**Records provided:**
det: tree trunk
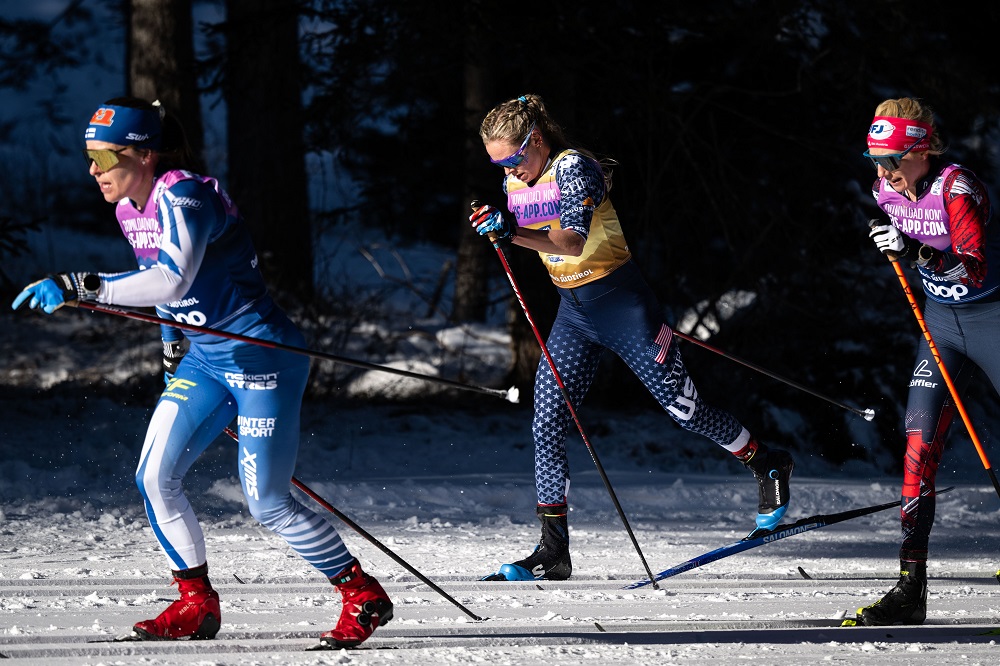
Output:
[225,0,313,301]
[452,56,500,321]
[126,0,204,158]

* * *

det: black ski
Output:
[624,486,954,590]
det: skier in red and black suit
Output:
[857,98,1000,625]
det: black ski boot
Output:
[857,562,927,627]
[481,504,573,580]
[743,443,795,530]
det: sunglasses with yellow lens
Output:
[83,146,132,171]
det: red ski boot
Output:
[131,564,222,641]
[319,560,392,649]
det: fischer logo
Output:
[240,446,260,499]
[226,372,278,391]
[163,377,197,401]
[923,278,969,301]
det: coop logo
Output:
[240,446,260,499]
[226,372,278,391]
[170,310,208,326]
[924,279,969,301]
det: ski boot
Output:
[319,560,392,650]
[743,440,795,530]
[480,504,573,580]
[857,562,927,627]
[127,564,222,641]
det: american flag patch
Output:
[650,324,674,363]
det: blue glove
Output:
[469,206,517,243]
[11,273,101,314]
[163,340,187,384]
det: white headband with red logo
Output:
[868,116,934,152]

**Description of the task:**
Render the rows from the line containing "det: ski boot" up to and including the line containing "[163,340,187,384]" as a two-column CSV with the columns "label" and "boxes". Give one line per row, put each value in a single quoted field, and replace line breaks with spaces.

**Answer for the task:**
label,boxes
"det: ski boot Output:","[319,560,392,650] [743,440,795,530] [480,504,573,580] [857,562,927,627] [127,564,222,641]"
"det: american flag patch Output:","[650,324,674,363]"
"det: blue glove Output:","[469,206,517,243] [11,273,101,314] [163,340,187,384]"